> PAGE EXCERPT:
------------------------------

In examining rates, it’s interesting to note that death rates in Italy and Spain which were the horrifying scenes of death, coffins laid out in local Cathedrals and in refrigerated trucks as there was no where else to hold the deceased we witnessed before COVID-19 cases started with any appreciable velocity in the US . Yet the rates in Italy and Spain are equal to rates recorded in Michigan and Illinois and exceeded in New York State by a factor of 2.5 and New Jersey by a factor of 3.

Washington State, where the pandemic really started in the US had an death rate less than 1/3 that of Michigan and Illinois. Sweden protected its vulnerable with quarantine, but took no closing actions on businesses and had a death rate comparable to Michigan and Illinois.

With meaningful data, we can analyze what measures were taken for prevention, contrast health care methods and conditions, analyze patient population demographics to help evolve our response nationwide.

------------------------------

> INFORMATION SUPPLIED:
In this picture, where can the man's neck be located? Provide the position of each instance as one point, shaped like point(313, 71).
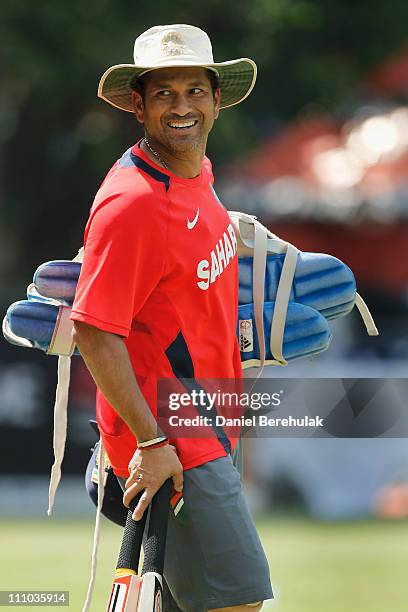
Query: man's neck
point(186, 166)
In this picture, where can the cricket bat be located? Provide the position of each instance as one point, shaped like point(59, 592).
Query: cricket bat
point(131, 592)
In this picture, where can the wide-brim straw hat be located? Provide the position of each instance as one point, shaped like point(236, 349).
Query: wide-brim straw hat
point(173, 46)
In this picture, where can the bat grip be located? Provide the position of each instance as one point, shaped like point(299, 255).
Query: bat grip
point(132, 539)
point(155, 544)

------------------------------

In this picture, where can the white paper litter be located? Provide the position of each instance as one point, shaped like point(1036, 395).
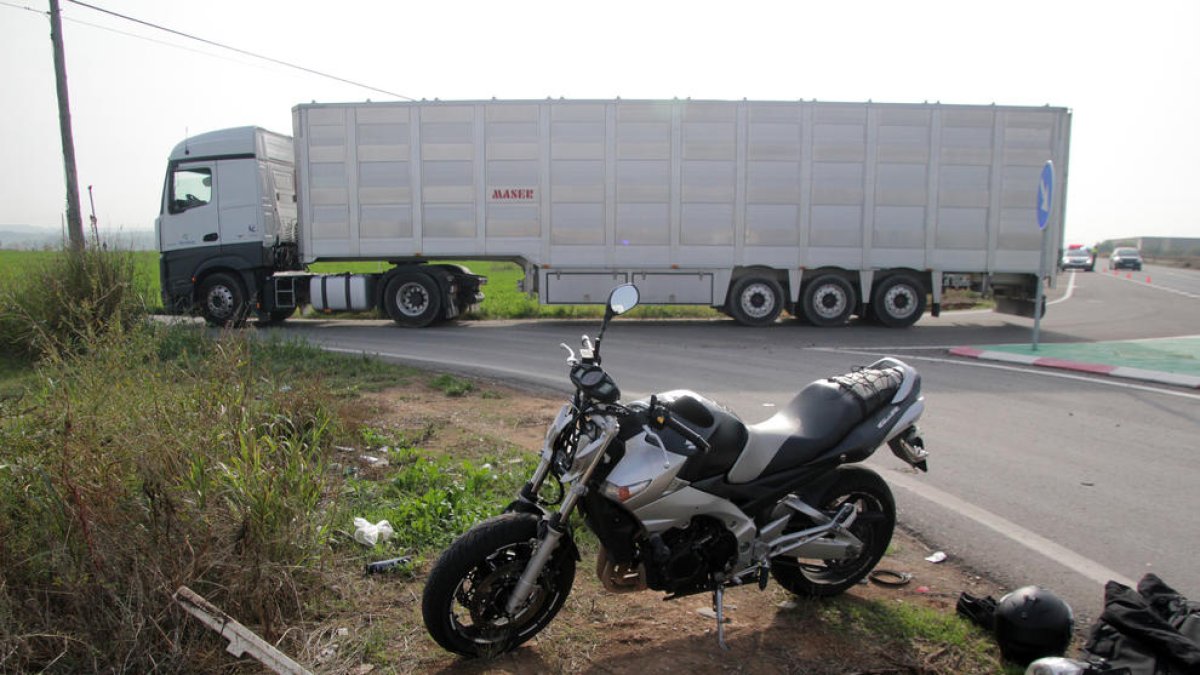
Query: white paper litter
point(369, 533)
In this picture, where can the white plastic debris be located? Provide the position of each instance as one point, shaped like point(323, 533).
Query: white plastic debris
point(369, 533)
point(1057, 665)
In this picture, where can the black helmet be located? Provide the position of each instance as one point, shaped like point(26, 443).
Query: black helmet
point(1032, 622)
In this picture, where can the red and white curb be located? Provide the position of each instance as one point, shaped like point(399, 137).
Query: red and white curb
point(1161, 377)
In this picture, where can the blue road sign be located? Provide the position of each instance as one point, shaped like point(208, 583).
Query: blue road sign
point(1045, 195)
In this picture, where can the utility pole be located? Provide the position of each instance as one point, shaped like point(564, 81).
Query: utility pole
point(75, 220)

------------------------------

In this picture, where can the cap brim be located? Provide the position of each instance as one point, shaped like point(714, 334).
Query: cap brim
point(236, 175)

------------------------------

> ASSIGNMENT 1: List every US state named in the passage on COVID-19 death rates.
> ASSIGNMENT 2: From the passage on COVID-19 death rates, output the part that begins at the words "Washington State, where" and stops after "our response nationwide.".
The lines play no part in this.

> TASK RESULT 1: Michigan, Illinois, New York State, New Jersey, Washington State

> TASK RESULT 2:
Washington State, where the pandemic really started in the US had an death rate less than 1/3 that of Michigan and Illinois. Sweden protected its vulnerable with quarantine, but took no closing actions on businesses and had a death rate comparable to Michigan and Illinois.

With meaningful data, we can analyze what measures were taken for prevention, contrast health care methods and conditions, analyze patient population demographics to help evolve our response nationwide.